Report every line in the records below that contains the word "ceiling", treating uppercase and lowercase letters as different.

— Start of Data supplied —

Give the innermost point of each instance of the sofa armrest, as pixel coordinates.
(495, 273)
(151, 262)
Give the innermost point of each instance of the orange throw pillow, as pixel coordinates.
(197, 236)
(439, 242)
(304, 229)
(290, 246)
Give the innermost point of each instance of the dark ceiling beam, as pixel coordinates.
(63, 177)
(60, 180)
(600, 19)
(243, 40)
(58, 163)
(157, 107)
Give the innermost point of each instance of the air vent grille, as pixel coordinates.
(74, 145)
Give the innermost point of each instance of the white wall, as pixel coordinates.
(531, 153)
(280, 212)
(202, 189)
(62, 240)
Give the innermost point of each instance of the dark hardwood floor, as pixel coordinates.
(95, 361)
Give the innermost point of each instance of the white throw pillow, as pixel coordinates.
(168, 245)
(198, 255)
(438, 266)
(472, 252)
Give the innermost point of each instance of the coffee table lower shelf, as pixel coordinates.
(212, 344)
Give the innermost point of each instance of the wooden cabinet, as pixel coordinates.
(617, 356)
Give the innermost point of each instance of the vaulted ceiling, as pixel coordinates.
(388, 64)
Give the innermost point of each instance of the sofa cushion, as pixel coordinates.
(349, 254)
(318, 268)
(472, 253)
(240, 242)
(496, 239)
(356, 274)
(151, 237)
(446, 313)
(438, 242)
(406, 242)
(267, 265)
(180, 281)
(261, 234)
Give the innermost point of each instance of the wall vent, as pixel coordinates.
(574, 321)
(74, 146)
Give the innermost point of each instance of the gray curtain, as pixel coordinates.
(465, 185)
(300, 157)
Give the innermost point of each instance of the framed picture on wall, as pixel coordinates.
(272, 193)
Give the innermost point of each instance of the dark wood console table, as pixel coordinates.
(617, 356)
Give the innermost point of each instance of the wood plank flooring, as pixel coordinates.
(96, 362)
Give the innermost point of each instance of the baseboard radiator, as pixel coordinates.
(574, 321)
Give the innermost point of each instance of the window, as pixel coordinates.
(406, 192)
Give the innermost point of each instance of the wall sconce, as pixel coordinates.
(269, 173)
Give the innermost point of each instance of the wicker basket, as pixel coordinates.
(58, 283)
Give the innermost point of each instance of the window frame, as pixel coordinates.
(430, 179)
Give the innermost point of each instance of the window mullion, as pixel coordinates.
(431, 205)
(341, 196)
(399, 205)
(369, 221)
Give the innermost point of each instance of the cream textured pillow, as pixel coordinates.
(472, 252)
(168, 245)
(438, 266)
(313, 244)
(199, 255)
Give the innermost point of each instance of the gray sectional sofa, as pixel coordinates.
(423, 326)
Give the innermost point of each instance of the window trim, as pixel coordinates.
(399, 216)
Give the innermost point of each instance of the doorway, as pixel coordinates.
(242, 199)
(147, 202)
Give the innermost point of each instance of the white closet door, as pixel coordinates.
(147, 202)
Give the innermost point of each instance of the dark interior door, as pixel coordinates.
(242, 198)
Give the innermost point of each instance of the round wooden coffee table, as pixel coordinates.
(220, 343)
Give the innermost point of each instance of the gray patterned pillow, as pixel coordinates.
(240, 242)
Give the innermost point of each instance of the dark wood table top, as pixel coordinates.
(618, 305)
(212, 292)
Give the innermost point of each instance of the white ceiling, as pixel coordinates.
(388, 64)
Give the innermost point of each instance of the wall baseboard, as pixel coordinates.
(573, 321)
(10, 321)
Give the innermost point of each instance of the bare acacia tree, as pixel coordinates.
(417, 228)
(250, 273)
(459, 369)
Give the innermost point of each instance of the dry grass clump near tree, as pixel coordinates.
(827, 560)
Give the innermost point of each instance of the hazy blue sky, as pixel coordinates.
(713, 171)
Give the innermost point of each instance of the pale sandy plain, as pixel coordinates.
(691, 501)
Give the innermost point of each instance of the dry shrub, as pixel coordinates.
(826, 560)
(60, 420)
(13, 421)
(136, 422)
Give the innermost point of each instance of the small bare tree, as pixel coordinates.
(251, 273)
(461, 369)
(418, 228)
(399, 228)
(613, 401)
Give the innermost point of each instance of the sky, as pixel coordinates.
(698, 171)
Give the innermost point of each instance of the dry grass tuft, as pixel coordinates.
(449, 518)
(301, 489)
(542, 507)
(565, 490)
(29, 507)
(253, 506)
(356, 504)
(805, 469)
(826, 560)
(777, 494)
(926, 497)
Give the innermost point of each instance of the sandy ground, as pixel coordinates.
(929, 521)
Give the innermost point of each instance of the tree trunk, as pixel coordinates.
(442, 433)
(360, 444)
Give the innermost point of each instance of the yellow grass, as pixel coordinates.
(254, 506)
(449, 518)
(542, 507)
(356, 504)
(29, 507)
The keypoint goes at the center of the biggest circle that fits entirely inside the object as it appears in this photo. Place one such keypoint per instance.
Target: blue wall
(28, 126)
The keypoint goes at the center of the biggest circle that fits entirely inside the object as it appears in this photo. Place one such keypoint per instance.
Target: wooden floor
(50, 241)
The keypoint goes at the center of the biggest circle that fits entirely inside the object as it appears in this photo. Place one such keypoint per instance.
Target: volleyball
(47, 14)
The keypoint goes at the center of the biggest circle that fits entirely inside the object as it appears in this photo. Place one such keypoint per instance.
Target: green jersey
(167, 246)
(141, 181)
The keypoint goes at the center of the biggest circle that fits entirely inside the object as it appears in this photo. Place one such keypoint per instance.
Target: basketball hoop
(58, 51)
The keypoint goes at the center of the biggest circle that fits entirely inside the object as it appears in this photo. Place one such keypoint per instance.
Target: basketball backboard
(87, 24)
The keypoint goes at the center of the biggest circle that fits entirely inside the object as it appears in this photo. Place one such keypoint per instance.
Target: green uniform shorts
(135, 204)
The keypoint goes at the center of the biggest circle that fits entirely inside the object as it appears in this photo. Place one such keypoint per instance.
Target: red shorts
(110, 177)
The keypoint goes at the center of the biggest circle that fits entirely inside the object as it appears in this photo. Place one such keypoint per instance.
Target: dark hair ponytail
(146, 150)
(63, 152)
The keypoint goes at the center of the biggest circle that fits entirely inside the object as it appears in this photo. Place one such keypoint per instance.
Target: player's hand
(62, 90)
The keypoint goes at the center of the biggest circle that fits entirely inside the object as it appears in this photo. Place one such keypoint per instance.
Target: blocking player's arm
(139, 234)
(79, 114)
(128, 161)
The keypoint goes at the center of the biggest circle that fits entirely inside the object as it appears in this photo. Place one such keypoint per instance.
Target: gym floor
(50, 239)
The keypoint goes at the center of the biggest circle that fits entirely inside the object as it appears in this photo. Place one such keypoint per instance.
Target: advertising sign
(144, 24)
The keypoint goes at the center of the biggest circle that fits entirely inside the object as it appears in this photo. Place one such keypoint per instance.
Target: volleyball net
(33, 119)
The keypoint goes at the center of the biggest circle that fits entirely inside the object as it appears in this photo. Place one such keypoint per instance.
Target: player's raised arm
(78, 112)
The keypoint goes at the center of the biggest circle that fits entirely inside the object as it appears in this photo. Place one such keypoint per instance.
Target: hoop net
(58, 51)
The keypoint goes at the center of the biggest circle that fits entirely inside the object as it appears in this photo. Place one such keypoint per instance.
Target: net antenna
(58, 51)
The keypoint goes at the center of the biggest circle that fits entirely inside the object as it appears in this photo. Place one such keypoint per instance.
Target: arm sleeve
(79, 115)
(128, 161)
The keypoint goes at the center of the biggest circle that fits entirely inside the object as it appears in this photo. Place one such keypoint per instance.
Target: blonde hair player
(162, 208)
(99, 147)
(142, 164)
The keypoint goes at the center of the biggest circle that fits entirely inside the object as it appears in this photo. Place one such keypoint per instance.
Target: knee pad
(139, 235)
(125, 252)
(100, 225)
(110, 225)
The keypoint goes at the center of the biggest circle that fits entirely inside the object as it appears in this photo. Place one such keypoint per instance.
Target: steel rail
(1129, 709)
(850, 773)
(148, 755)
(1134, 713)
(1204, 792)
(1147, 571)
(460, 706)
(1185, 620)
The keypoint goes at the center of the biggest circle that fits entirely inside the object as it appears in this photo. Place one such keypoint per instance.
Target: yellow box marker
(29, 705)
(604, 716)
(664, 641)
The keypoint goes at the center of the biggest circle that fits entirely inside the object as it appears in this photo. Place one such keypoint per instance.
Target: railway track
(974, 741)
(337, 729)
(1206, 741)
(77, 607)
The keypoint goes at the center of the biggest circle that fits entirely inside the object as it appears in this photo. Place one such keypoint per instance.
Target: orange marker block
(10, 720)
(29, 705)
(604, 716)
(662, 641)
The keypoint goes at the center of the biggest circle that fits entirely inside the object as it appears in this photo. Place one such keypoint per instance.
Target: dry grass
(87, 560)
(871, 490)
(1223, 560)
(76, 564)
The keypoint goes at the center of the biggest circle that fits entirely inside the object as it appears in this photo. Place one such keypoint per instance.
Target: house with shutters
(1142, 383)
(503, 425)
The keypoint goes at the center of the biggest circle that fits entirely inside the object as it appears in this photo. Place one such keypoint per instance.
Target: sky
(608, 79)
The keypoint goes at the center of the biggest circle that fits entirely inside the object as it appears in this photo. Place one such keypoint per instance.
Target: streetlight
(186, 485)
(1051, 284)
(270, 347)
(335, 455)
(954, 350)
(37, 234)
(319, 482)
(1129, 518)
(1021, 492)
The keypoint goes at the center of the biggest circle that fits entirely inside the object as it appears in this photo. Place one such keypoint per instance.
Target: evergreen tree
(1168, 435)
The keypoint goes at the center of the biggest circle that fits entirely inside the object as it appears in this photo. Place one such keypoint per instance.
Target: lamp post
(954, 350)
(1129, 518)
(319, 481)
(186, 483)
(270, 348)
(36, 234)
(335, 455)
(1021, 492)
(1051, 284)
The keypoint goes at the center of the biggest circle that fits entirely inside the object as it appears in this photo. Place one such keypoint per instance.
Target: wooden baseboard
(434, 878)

— End of Data supplied —

- [Full output]:
Give the innermost point of each instance of the dark ceiling beam, as pixel coordinates.
Give the innermost point of each instance of the vaulted ceiling, as pixel coordinates.
Give the innermost point of each instance of the white ceiling, as pixel coordinates.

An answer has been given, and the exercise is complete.